#### Task prompt:
Count the rows below that contain the word "with" and give only the number.

#### Records for this exercise:

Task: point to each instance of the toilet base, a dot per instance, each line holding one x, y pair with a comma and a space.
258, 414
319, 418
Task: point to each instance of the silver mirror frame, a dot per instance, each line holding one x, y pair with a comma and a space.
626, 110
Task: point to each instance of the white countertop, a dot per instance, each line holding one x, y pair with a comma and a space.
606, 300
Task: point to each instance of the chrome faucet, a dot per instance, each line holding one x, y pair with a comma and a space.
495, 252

---

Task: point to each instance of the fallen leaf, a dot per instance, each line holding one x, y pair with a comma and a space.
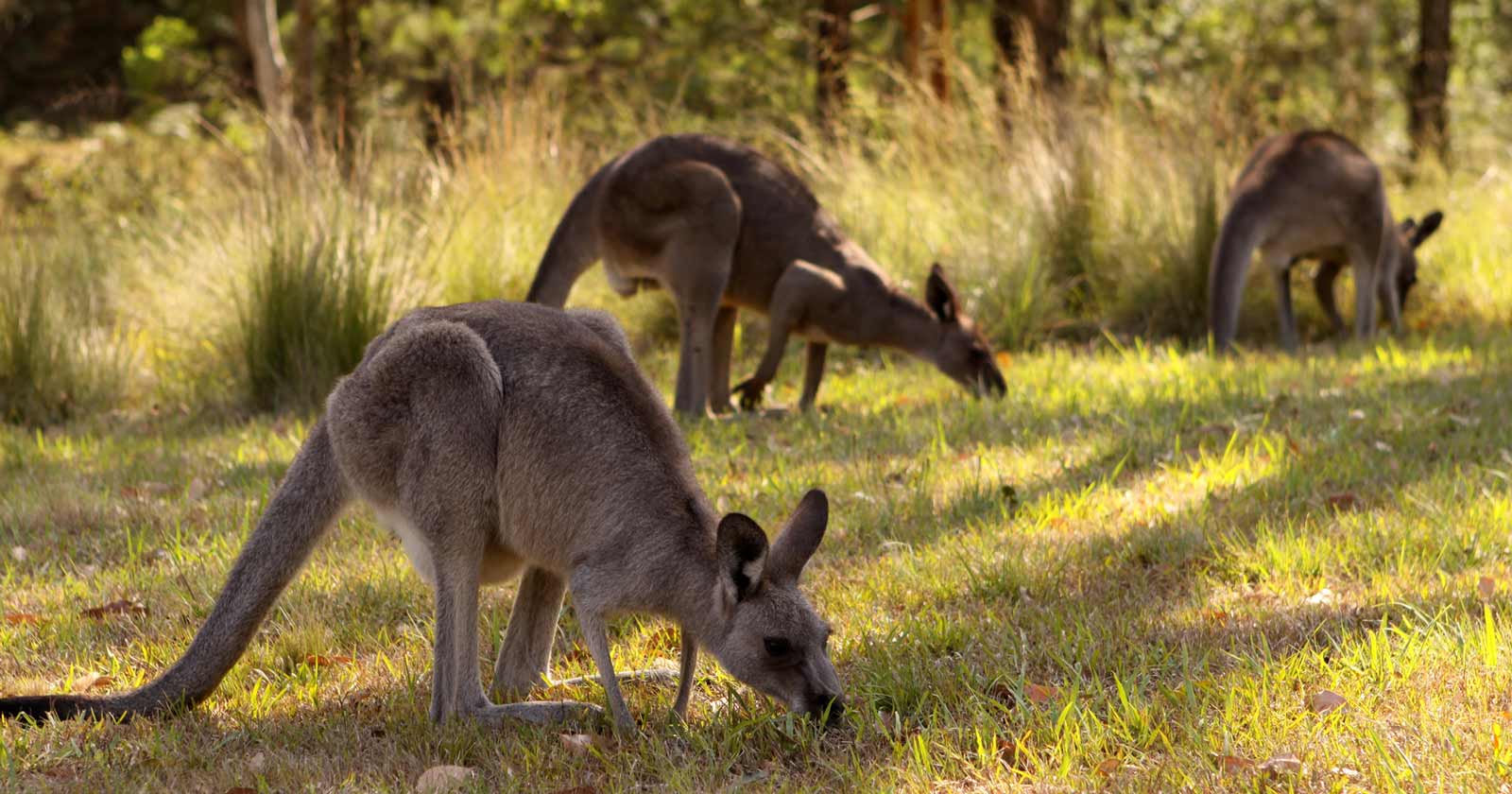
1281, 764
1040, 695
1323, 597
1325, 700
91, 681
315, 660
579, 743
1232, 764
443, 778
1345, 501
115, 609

#### Expected output:
5